→ WHAT IS NEEDED:
Print every entry again exactly, with no pictures.

→ SOURCE DATA:
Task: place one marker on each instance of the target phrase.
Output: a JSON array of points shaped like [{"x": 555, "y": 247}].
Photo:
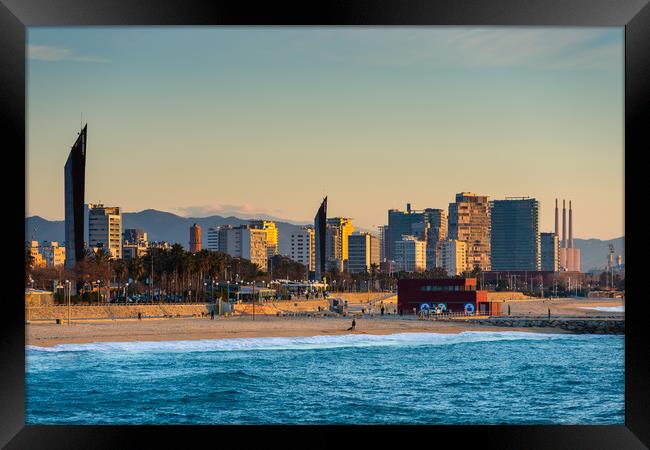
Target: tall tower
[
  {"x": 75, "y": 179},
  {"x": 195, "y": 238},
  {"x": 570, "y": 226},
  {"x": 563, "y": 223},
  {"x": 557, "y": 227},
  {"x": 320, "y": 225}
]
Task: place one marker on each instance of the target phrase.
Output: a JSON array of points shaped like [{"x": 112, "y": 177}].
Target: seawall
[{"x": 591, "y": 326}]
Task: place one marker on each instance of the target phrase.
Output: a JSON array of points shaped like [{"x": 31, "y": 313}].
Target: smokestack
[
  {"x": 557, "y": 215},
  {"x": 563, "y": 223},
  {"x": 570, "y": 226}
]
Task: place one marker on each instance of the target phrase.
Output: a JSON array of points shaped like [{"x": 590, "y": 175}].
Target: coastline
[{"x": 48, "y": 335}]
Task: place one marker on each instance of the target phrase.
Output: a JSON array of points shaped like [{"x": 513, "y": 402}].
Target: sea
[{"x": 407, "y": 378}]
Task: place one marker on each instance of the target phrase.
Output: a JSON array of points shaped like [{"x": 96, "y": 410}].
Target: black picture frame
[{"x": 16, "y": 15}]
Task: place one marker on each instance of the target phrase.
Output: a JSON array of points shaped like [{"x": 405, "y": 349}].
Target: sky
[{"x": 268, "y": 120}]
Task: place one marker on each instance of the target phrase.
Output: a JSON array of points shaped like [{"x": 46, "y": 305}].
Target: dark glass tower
[
  {"x": 320, "y": 227},
  {"x": 75, "y": 179}
]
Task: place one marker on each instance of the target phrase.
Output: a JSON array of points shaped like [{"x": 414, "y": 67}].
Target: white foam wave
[
  {"x": 605, "y": 308},
  {"x": 311, "y": 342}
]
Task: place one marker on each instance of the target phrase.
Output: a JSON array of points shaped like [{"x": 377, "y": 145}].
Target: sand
[{"x": 49, "y": 334}]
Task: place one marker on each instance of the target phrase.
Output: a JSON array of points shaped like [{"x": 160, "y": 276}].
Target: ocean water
[{"x": 409, "y": 378}]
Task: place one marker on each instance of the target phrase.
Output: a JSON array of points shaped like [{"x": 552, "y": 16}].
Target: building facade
[
  {"x": 429, "y": 225},
  {"x": 302, "y": 248},
  {"x": 105, "y": 229},
  {"x": 363, "y": 252},
  {"x": 452, "y": 256},
  {"x": 338, "y": 230},
  {"x": 550, "y": 252},
  {"x": 410, "y": 254},
  {"x": 271, "y": 235},
  {"x": 240, "y": 242},
  {"x": 515, "y": 241},
  {"x": 53, "y": 254},
  {"x": 74, "y": 174},
  {"x": 320, "y": 224},
  {"x": 195, "y": 238},
  {"x": 469, "y": 221}
]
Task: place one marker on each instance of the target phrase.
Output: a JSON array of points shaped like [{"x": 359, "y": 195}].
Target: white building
[
  {"x": 302, "y": 248},
  {"x": 240, "y": 242},
  {"x": 53, "y": 254},
  {"x": 410, "y": 254},
  {"x": 363, "y": 251},
  {"x": 452, "y": 256},
  {"x": 105, "y": 229}
]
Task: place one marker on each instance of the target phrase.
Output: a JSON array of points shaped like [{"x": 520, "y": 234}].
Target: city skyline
[{"x": 392, "y": 167}]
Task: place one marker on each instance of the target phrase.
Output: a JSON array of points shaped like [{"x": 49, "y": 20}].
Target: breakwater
[{"x": 590, "y": 326}]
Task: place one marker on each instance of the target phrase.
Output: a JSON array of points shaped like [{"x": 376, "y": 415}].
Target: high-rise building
[
  {"x": 195, "y": 238},
  {"x": 217, "y": 238},
  {"x": 550, "y": 252},
  {"x": 429, "y": 225},
  {"x": 135, "y": 243},
  {"x": 243, "y": 241},
  {"x": 452, "y": 256},
  {"x": 469, "y": 221},
  {"x": 53, "y": 254},
  {"x": 410, "y": 254},
  {"x": 320, "y": 223},
  {"x": 105, "y": 229},
  {"x": 271, "y": 235},
  {"x": 514, "y": 242},
  {"x": 338, "y": 231},
  {"x": 383, "y": 253},
  {"x": 301, "y": 247},
  {"x": 363, "y": 252},
  {"x": 75, "y": 180},
  {"x": 37, "y": 256}
]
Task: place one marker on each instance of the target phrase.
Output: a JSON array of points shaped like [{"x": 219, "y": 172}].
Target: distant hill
[
  {"x": 165, "y": 226},
  {"x": 160, "y": 226},
  {"x": 593, "y": 252}
]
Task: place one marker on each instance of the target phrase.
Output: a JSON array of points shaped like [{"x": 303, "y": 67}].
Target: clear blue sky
[{"x": 210, "y": 120}]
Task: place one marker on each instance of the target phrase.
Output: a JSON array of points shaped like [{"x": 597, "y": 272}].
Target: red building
[{"x": 454, "y": 295}]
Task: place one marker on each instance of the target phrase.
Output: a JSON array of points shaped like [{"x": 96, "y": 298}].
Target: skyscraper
[
  {"x": 550, "y": 252},
  {"x": 75, "y": 180},
  {"x": 429, "y": 225},
  {"x": 363, "y": 251},
  {"x": 469, "y": 221},
  {"x": 338, "y": 231},
  {"x": 271, "y": 235},
  {"x": 195, "y": 238},
  {"x": 105, "y": 229},
  {"x": 514, "y": 233},
  {"x": 320, "y": 223}
]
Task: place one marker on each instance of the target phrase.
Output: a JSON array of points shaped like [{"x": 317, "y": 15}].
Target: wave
[
  {"x": 605, "y": 308},
  {"x": 310, "y": 342}
]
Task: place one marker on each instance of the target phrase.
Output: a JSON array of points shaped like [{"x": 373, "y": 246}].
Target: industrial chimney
[
  {"x": 557, "y": 227},
  {"x": 563, "y": 223},
  {"x": 570, "y": 226}
]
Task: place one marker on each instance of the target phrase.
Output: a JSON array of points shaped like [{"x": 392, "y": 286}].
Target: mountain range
[{"x": 165, "y": 226}]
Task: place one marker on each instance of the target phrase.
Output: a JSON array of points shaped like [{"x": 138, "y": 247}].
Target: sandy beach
[{"x": 49, "y": 334}]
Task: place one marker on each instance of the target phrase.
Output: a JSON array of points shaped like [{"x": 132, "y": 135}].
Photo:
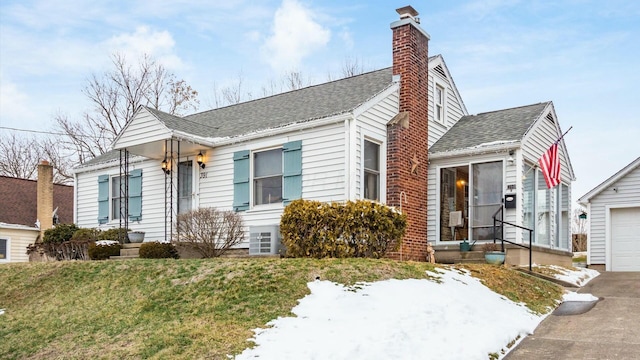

→ RESULT:
Task: place one marker on each instance of the target phrase.
Output: a JSON array of points shaped like [{"x": 555, "y": 247}].
Photo:
Target: tall tower
[
  {"x": 75, "y": 179},
  {"x": 195, "y": 238},
  {"x": 570, "y": 226},
  {"x": 563, "y": 223},
  {"x": 557, "y": 227},
  {"x": 320, "y": 225}
]
Task: place one marker on each instance of the target phrase.
Output: a JSON array of points shaped like [{"x": 112, "y": 177}].
Target: seawall
[{"x": 591, "y": 326}]
Task: place one marker on each instance of the target phrase.
Output: a JSON array of points shaped like [{"x": 31, "y": 313}].
Target: smokestack
[
  {"x": 557, "y": 215},
  {"x": 563, "y": 223},
  {"x": 570, "y": 226}
]
Task: place one marker on each instance of the target phrase.
Output: a JSON array of points shaped like [{"x": 590, "y": 175}].
Target: coastline
[{"x": 48, "y": 335}]
Task: place one marker on each instance of the target phrase.
Output: a JSON array of points shaped like [{"x": 513, "y": 402}].
Target: sea
[{"x": 407, "y": 378}]
Task: place one marker on each instance of the target phrase.
Output: a JSON array of points shaped like [{"x": 96, "y": 410}].
Target: black picture frame
[{"x": 16, "y": 15}]
Task: place one marker on each instance of the target phrase.
Output: a JSON array of points shaped like [{"x": 405, "y": 349}].
Target: sky
[{"x": 268, "y": 120}]
Task: place one marker on each instance of the target phrase.
Output: a JSON array of points shaped like [{"x": 46, "y": 305}].
Target: dark glass tower
[
  {"x": 320, "y": 227},
  {"x": 75, "y": 179}
]
Task: place one marker on each instance of the target phrase.
Output: a JSON array of points shaped like [{"x": 414, "y": 67}].
Target: white foam wave
[
  {"x": 605, "y": 308},
  {"x": 311, "y": 342}
]
Task: place one marker on each instance of the target phrase.
Output: a JSON array of points shaped like [{"x": 377, "y": 145}].
Target: sand
[{"x": 49, "y": 334}]
Task: place one marker on each instance of the target phrase.
Output: a JSON array of points shaped like [{"x": 160, "y": 276}].
Target: ocean water
[{"x": 409, "y": 378}]
Task: place one marker on each instance of the target phrase.
Output: a JSON array of points shaped like [{"x": 552, "y": 16}].
Target: building facade
[
  {"x": 429, "y": 225},
  {"x": 302, "y": 248},
  {"x": 105, "y": 229},
  {"x": 363, "y": 252},
  {"x": 452, "y": 256},
  {"x": 338, "y": 230},
  {"x": 550, "y": 252},
  {"x": 410, "y": 254},
  {"x": 271, "y": 235},
  {"x": 240, "y": 242},
  {"x": 515, "y": 241},
  {"x": 53, "y": 254},
  {"x": 74, "y": 174},
  {"x": 320, "y": 224},
  {"x": 195, "y": 238},
  {"x": 469, "y": 221}
]
Task: place one marker on each instance of the target phrase.
Output: a JSON array of points shaped like [{"x": 359, "y": 195}].
Target: white building
[
  {"x": 302, "y": 248},
  {"x": 240, "y": 242},
  {"x": 53, "y": 254},
  {"x": 410, "y": 254},
  {"x": 363, "y": 251},
  {"x": 452, "y": 256},
  {"x": 105, "y": 229}
]
Task: place one marker on each instance of the target phrase.
Output: a JSON array of points shaped like [{"x": 520, "y": 234}].
Target: city skyline
[{"x": 392, "y": 167}]
Task: place one marker on each instance of the target phrase.
Output: a JSON array of points shaped like [{"x": 49, "y": 20}].
Target: breakwater
[{"x": 590, "y": 326}]
Task: place one marker on each instance of the target phrase.
Output: a JSON array of points shaped like [{"x": 376, "y": 415}].
Target: high-rise building
[
  {"x": 195, "y": 238},
  {"x": 217, "y": 238},
  {"x": 550, "y": 252},
  {"x": 429, "y": 225},
  {"x": 135, "y": 243},
  {"x": 243, "y": 241},
  {"x": 452, "y": 256},
  {"x": 469, "y": 221},
  {"x": 53, "y": 254},
  {"x": 410, "y": 254},
  {"x": 320, "y": 223},
  {"x": 105, "y": 229},
  {"x": 271, "y": 235},
  {"x": 514, "y": 242},
  {"x": 338, "y": 231},
  {"x": 383, "y": 253},
  {"x": 301, "y": 247},
  {"x": 363, "y": 252},
  {"x": 75, "y": 180},
  {"x": 37, "y": 256}
]
Task: place one marker on each instance of the target phrase.
Output: a JSON array of points shaped like [{"x": 219, "y": 172}].
Target: distant hill
[
  {"x": 165, "y": 226},
  {"x": 160, "y": 226},
  {"x": 593, "y": 252}
]
Task: place one marker on each instance of the target phrase.
Output: a JSON array of points shaped like [{"x": 303, "y": 67}].
Target: clear blue sky
[{"x": 210, "y": 120}]
Task: place one marker on each instance of the target phrase.
Output: a JSON array of points shaped like [{"x": 597, "y": 272}].
Target: red building
[{"x": 454, "y": 295}]
Task: place one marker on each instance of the target phrase.
Output: a JSON array of points shaped like [{"x": 96, "y": 298}].
Target: skyscraper
[
  {"x": 550, "y": 252},
  {"x": 75, "y": 180},
  {"x": 429, "y": 225},
  {"x": 363, "y": 251},
  {"x": 469, "y": 221},
  {"x": 338, "y": 231},
  {"x": 271, "y": 235},
  {"x": 195, "y": 238},
  {"x": 105, "y": 229},
  {"x": 514, "y": 233},
  {"x": 320, "y": 223}
]
Task: place one marker on each instance of the target phrase.
Output: a JSON array of points shaped like [{"x": 317, "y": 15}].
Target: wave
[
  {"x": 605, "y": 308},
  {"x": 310, "y": 342}
]
Task: place one marker on each instance of the target phrase.
Output: a JSON array of points shaped like [{"x": 373, "y": 246}].
Target: industrial chimney
[
  {"x": 557, "y": 227},
  {"x": 563, "y": 223},
  {"x": 570, "y": 226}
]
Task: place one marker on each instance of the target phrase.
Output: a JSON array of points shaped like [{"x": 392, "y": 286}].
Target: mountain range
[{"x": 165, "y": 226}]
Task: place one marker on each instance of the target phrase.
Output: a JSON array of points shaped like [{"x": 138, "y": 247}].
Target: sandy beach
[{"x": 49, "y": 334}]
Task: place one marker on each instance of the target phrase.
Output: a JSON array of points shaped like [{"x": 132, "y": 135}].
Photo:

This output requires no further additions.